▸ **DO THIS**
State how many lines of the material below contain the word "snow", and give only that number.

(Lines of data)
+++

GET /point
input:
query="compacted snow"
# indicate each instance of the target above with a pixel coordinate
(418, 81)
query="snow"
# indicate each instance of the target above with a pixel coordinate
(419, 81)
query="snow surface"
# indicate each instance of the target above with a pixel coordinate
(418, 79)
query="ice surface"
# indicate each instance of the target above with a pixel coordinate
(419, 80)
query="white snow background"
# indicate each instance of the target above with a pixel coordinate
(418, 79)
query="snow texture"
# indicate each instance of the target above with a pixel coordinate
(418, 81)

+++

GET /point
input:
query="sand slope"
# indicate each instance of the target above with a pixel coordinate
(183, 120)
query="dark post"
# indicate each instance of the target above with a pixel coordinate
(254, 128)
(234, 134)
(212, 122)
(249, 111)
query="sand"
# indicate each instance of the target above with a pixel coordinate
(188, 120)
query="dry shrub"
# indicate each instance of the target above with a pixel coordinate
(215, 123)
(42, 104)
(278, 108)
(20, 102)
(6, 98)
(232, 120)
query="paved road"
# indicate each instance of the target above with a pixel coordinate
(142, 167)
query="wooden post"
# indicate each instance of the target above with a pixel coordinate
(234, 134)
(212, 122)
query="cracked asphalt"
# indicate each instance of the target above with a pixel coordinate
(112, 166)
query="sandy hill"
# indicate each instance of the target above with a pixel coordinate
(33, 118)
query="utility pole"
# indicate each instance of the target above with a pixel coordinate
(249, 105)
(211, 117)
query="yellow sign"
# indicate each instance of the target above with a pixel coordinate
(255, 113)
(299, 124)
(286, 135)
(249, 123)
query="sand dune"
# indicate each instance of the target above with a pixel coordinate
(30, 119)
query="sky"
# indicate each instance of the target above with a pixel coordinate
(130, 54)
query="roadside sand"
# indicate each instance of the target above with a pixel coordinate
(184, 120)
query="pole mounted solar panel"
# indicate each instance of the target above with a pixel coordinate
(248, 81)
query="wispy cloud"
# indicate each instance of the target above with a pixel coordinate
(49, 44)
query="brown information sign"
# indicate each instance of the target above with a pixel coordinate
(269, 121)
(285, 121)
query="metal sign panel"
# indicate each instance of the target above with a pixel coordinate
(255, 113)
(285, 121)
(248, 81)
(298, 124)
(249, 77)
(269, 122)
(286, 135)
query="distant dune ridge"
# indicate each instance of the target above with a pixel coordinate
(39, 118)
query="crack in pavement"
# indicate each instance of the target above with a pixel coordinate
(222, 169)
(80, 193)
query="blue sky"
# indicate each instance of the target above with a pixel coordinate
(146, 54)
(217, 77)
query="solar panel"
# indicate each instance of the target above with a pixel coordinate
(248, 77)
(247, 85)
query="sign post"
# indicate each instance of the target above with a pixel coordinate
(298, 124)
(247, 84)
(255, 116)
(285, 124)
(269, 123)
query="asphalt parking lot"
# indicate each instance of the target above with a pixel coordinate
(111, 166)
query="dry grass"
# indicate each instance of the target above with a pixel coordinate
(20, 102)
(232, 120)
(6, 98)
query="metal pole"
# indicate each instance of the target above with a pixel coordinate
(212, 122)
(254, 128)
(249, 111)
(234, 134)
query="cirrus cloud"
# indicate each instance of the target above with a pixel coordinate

+++

▸ **SOLVED EXERCISE**
5